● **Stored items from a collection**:
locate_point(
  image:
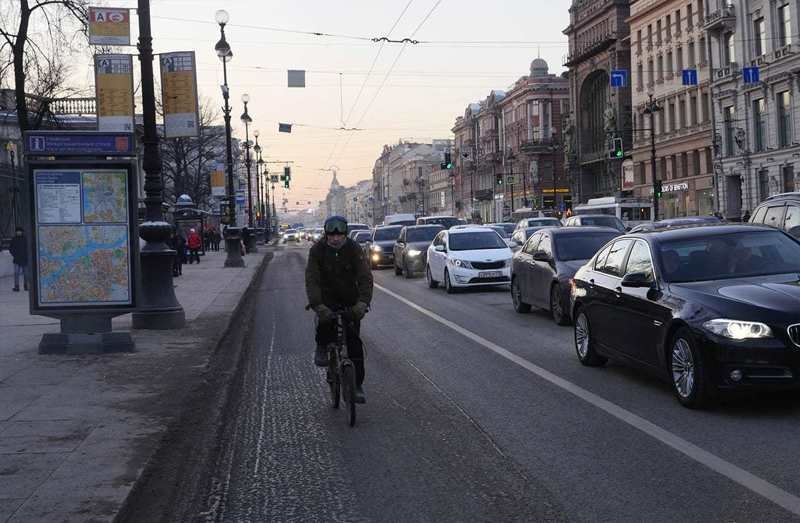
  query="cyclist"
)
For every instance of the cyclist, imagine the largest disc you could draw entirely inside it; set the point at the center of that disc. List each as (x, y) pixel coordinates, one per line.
(338, 276)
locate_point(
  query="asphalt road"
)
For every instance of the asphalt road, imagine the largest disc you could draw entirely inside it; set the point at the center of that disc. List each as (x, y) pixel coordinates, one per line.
(477, 413)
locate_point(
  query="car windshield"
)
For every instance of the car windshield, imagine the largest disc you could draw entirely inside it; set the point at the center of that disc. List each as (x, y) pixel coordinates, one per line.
(473, 241)
(731, 255)
(386, 234)
(544, 222)
(424, 234)
(570, 247)
(603, 221)
(445, 222)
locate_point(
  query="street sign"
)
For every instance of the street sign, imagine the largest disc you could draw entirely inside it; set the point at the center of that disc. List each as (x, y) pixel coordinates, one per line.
(751, 75)
(72, 143)
(619, 78)
(690, 77)
(109, 26)
(113, 79)
(179, 94)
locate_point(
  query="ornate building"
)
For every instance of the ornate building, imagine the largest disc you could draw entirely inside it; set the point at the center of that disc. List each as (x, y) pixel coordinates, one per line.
(598, 44)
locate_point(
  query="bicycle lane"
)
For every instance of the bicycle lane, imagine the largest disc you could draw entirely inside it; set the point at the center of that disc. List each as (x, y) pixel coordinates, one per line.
(567, 439)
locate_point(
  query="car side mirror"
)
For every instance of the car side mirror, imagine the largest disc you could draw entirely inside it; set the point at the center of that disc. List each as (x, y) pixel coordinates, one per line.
(637, 280)
(542, 256)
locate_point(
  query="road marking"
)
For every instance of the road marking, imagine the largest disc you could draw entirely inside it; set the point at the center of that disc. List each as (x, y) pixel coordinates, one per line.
(744, 478)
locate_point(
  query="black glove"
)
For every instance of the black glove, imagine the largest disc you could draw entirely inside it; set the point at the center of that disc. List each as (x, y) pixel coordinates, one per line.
(360, 310)
(324, 314)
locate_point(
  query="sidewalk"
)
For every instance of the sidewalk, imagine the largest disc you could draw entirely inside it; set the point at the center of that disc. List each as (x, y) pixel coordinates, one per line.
(76, 431)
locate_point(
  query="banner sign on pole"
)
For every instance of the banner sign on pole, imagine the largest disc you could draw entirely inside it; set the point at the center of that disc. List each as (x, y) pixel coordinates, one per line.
(113, 80)
(109, 26)
(179, 94)
(218, 181)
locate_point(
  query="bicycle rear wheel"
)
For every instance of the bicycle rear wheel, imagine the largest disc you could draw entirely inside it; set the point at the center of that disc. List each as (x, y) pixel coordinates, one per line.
(349, 390)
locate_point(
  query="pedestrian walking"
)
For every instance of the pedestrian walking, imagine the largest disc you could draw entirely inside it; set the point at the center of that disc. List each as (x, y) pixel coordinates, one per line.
(194, 242)
(19, 255)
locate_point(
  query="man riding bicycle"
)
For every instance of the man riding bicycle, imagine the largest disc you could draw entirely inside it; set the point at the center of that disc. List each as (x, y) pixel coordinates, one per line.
(338, 277)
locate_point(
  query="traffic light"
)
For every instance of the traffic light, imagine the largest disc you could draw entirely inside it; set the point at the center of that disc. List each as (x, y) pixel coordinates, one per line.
(616, 151)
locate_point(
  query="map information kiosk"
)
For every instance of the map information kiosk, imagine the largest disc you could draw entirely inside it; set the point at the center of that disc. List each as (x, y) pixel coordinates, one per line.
(84, 237)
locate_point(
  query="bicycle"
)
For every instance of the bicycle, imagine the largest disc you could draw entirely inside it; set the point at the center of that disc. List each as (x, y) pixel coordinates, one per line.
(341, 372)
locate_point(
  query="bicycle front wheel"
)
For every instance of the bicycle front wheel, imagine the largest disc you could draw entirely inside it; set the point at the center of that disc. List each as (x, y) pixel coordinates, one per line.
(349, 391)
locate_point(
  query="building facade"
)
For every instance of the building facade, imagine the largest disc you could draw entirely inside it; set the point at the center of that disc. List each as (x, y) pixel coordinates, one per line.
(599, 44)
(756, 124)
(667, 37)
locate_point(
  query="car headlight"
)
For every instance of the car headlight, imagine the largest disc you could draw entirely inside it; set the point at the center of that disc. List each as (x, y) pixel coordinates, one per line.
(738, 330)
(461, 263)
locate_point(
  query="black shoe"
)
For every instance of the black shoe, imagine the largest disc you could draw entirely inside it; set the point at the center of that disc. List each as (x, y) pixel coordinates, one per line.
(321, 356)
(358, 395)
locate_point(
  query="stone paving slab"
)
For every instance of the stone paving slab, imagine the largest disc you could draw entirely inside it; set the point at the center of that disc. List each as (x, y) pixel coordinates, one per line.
(77, 431)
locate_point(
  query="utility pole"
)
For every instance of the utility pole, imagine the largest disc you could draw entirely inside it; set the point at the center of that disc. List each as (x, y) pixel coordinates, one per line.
(651, 109)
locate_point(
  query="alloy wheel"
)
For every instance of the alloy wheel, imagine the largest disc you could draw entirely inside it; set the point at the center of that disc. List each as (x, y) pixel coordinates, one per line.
(683, 368)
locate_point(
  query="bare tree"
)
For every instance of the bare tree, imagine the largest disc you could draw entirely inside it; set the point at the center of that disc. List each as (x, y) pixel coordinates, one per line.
(39, 58)
(187, 162)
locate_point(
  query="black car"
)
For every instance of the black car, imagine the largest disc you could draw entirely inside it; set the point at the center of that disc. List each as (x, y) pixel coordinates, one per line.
(542, 269)
(781, 211)
(595, 220)
(411, 248)
(709, 308)
(381, 246)
(676, 222)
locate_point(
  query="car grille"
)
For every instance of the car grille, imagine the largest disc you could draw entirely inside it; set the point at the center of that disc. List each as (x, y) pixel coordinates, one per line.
(488, 265)
(794, 334)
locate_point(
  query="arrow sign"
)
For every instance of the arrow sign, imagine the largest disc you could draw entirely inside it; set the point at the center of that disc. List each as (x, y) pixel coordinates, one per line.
(690, 77)
(619, 78)
(751, 75)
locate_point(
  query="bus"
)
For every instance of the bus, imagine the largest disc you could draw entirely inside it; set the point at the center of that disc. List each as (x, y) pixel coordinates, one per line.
(630, 210)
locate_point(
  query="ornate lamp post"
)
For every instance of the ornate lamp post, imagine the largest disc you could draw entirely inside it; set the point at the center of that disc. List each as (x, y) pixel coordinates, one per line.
(158, 306)
(233, 257)
(250, 240)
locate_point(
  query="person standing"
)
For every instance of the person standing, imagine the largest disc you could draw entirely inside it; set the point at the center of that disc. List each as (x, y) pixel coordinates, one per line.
(194, 242)
(19, 254)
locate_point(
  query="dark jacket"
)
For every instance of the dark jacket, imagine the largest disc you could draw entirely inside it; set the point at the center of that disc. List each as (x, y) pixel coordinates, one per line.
(338, 278)
(19, 250)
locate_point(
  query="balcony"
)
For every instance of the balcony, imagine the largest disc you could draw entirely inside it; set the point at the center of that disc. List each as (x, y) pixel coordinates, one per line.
(721, 19)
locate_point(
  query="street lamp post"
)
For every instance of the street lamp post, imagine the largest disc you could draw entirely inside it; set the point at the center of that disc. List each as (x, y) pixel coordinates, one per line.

● **Prompt**: Leave out the pictures and return every record word for word.

● **Expected answer**:
locate_point(
  image:
  query="cyclist"
)
For every instance of the cyclist, imagine the largest disc you could draw entirely inside it; set the point at the center of that disc. List each as (x, y) pixel coordinates, one per line.
(338, 276)
locate_point(
  query="asphalt road"
)
For every instance of the asphalt road, imagine the largest disc you could draw entirely inside it; set the point at the center of that disc. List each as (x, y) pixel coordinates, one per line.
(477, 413)
locate_point(
  query="car windshield"
)
For every instance of the car windshield, imagine the largest disc you could draw entirely inside it; set the point at the center of that disc. List each as (x, y) pixel coordinates, one per line.
(473, 241)
(731, 255)
(386, 234)
(544, 222)
(424, 234)
(570, 247)
(603, 221)
(445, 222)
locate_point(
  query="street sign"
)
For every instance of the street sign, imagine the largest disc you could draw entirely inside it; set the point at the center of that disc. List each as (x, y) pixel coordinates, one per line.
(751, 75)
(72, 143)
(619, 78)
(690, 77)
(109, 26)
(113, 79)
(179, 94)
locate_point(
  query="ornate building"
)
For every instance of the ornate building, imagine the largest disc you could draw entirely inside it; set the point at the center of that disc. List each as (x, y) pixel coordinates, one per line.
(598, 44)
locate_point(
  query="bicycle lane"
)
For every instance of the bicycle lane, imagine the largest disc you could draw entirely inside it; set the point at the center of that disc. List each as (x, y) pixel coordinates, one per line.
(567, 439)
locate_point(
  query="car side mirror"
)
For every instance of the car side mirror, imagine the largest disc you could draw entirely inside it; set the point at the center of that disc. List each as (x, y) pixel coordinates, one per line.
(637, 280)
(542, 256)
locate_point(
  query="road marking"
)
For every instance of the road marking, imagine the largest disc you could draw entirely inside it; set the point at the center of that disc. List each as (x, y) pixel coordinates, one per line.
(744, 478)
locate_point(
  query="black glove"
)
For every instance of the black glove, imagine the largest disc you could draw entirely inside it; set the point at the center of that disc. List each as (x, y) pixel coordinates, one per line.
(360, 310)
(324, 314)
locate_point(
  query="sidewalk"
)
For every instance of the sidewalk, imagine the largest disc you could draw entirely inside it; set the point at the center of that disc. List each as (x, y) pixel coordinates, one per line.
(76, 431)
locate_point(
  query="banner sign on pole"
)
For every instance of the banner sign on pole, imagine the largest disc you could draw entirely inside it; set the point at the center of that disc. List each as (x, y) pixel coordinates, one per line.
(113, 80)
(109, 26)
(179, 94)
(218, 181)
locate_point(
  query="bicycle rear wheel"
)
For every instance of the bicycle rear wheel, imagine the largest disc you could draw entirely inside it; set the point at the center of that disc. List each as (x, y) pixel coordinates, one per line.
(349, 390)
locate_point(
  query="pedestrian walking"
)
For every instance of the pedestrian walking, imagine the largest disc you could draw entirely inside it; set the point at the center of that disc. List each as (x, y) pixel coordinates, one per line.
(194, 242)
(19, 255)
locate_point(
  query="man riding bicycle"
)
For every instance of the man riding bicycle, imagine the largest disc you could draw entirely inside it; set the point at the center of that disc. List each as (x, y) pixel coordinates, one per line.
(338, 277)
locate_point(
  query="traffic light"
)
For every instance of the traffic light, imagine the largest disc you could draw entirely inside it; set the point at the center of that disc. List each as (x, y) pixel coordinates, one per line.
(616, 151)
locate_point(
  query="map information kiosk"
)
For every instance of the map information kiosk, imagine the largest disc you could draw entirely inside it; set the point at the center of that disc. List each as (x, y) pixel coordinates, one per line.
(84, 237)
locate_point(
  query="bicycle"
)
For every instance of the bicycle, imagine the largest disc you could draw entirely inside it; set the point at the center of that disc. List each as (x, y) pixel coordinates, one per line.
(341, 372)
locate_point(
  query="bicycle front wheel"
)
For every instance of the bicycle front wheel, imagine the largest disc you could draw entirely inside it; set the point at the center of that disc. List each as (x, y) pixel coordinates, one per line.
(349, 391)
locate_point(
  query="building facade"
)
For every instance of the building facade, imagine the largest disc you could draw entirely inside it; set the point at the center of that disc. List each as (x, y) pixel coordinates, one per line.
(599, 44)
(756, 124)
(667, 37)
locate_point(
  query="car headlight"
)
For every instance of the car headlight, imagine the largest disc you could draw entirely inside it; set the point at the center of that disc. List each as (x, y) pixel coordinates, one per line.
(738, 330)
(461, 263)
locate_point(
  query="black shoe"
)
For every instance of the black shoe, imagine the largest disc you could draw entirely inside it; set the point at the center of that disc. List each as (x, y) pixel coordinates, one per line.
(321, 356)
(358, 395)
locate_point(
  query="stone paving slab"
)
For every instance of the stone paving slab, imagine the largest disc you could draw entirely inside it; set the point at the center of that disc. List each as (x, y) pixel coordinates, one per line.
(77, 431)
locate_point(
  query="utility pole"
)
For every instance of the utility pole, imagine the largest disc you could draw entirely inside it; set the point at the center of that disc. List each as (x, y) pixel coordinates, one per line.
(651, 109)
locate_point(
  query="alloy wheel"
)
For every instance of the alloy wheel, imagine the largest disc you could draw entirely inside it; set the point at the center of that disc. List each as (x, y) pixel coordinates, one per line.
(683, 368)
locate_point(
  query="bare tree"
)
For every instance of the bare tree, imagine the largest disc you could draw entirely inside it; set the point at the center of that disc. List each as (x, y) pixel coordinates, one per line.
(39, 58)
(187, 162)
locate_point(
  query="black car"
)
For every instance of the black car, imagine the largest disc you could draw entirely inside it; set the point at the center of that disc. List each as (x, y) pixel coordinates, one per line.
(542, 269)
(781, 211)
(595, 220)
(411, 248)
(709, 308)
(381, 246)
(676, 222)
locate_point(
  query="car grille"
)
For every instance of the car grille, imagine the largest disc you could draw entirely inside it; set the point at the center of that disc. List each as (x, y) pixel coordinates, one per line.
(488, 265)
(794, 334)
locate_point(
  query="arrow sign"
)
For every instance of the arrow sign, imagine the largest disc you could draw entirely inside it; set the point at the center of that disc. List each as (x, y) pixel coordinates, one per line.
(690, 77)
(619, 78)
(751, 75)
locate_point(
  query="bus"
)
For every instance of the bus, imagine the largest disc you could draw entirely inside it; set the point at the center of that disc. List each as (x, y) pixel coordinates, one per line.
(630, 210)
locate_point(
  query="ornate lamp post"
)
For every instance of the ornate lamp post, imagine the largest disc you could draw entirely inside it; set the point at the center of that disc. List each as (x, y) pixel coordinates, one per line.
(158, 306)
(233, 257)
(250, 240)
locate_point(
  query="person standing"
)
For every instance of the person standing, imagine the largest disc you could draw entirely inside it; set the point at the center of that disc. List each as (x, y) pixel coordinates, one per line.
(194, 242)
(19, 254)
locate_point(
  query="dark jacket"
)
For every instance of the dark jacket, imagine the largest disc you could draw entirely inside it; set the point at the center of that disc. List each as (x, y) pixel coordinates, one per line.
(338, 278)
(19, 250)
locate_point(
  query="balcony"
)
For every instance of the balcony, imagine the largest disc you could draw entirely inside it; set the point at the center of that disc. List each as (x, y) pixel coordinates, one per line.
(721, 19)
locate_point(
  query="street lamp post"
)
For every instance of the street lamp post, imagine the largest disc you could draw entirely inside it; set the point at the center of that disc. List each as (x, y) pixel coordinates, one per line.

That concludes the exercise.